**GOAL OF THE EXERCISE**
Please copy every one of the rows below word for word.

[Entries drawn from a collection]
------------------------------

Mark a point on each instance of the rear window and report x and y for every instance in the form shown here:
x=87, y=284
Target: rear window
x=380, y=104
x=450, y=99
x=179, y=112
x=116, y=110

------------------------------

**SOLUTION**
Mark a point on each instance of the rear window and report x and y for every instance in the form shown here:
x=87, y=284
Target: rear window
x=380, y=104
x=450, y=99
x=179, y=112
x=116, y=110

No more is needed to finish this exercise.